Segment Open

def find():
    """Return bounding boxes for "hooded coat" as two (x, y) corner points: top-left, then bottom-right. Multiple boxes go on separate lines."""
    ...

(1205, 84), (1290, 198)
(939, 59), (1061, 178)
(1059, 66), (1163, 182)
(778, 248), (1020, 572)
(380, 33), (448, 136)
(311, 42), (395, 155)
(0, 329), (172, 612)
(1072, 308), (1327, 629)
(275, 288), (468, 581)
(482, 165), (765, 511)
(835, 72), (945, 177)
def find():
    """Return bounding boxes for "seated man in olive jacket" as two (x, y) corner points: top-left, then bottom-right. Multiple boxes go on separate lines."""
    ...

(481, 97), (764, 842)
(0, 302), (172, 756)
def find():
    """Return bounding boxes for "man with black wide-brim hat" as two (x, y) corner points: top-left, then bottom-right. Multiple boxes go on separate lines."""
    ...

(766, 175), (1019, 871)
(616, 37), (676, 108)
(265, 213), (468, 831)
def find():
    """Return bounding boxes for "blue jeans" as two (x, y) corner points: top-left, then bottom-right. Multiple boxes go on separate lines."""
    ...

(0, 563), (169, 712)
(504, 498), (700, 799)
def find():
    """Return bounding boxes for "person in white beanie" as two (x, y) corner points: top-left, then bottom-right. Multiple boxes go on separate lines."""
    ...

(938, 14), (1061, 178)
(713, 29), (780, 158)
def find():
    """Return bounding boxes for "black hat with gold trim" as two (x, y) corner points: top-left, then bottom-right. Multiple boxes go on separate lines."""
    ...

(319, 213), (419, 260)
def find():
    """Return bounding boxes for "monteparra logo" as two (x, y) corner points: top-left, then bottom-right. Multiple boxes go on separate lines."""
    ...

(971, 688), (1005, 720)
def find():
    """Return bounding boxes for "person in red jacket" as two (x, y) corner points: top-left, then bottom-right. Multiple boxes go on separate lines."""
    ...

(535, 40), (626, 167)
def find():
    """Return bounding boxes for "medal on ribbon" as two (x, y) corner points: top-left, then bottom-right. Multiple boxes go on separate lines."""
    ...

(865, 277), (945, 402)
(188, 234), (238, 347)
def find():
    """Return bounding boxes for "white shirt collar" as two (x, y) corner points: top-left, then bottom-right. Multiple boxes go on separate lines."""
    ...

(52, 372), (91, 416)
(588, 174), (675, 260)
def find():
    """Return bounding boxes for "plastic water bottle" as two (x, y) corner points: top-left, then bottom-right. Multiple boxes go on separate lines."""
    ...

Segment Closed

Aim of the task: Filter the entries above and return only the lines holding "white".

Final answer:
    """Return bounding boxes for "person in white beanie" as two (x, y) corner points: top-left, then bottom-right. Multiple boxes go on separate lines."""
    """Return bounding boxes for "white shirt collar" as two (x, y) corner points: top-left, then bottom-right. Multiple boxes go on separate lines."""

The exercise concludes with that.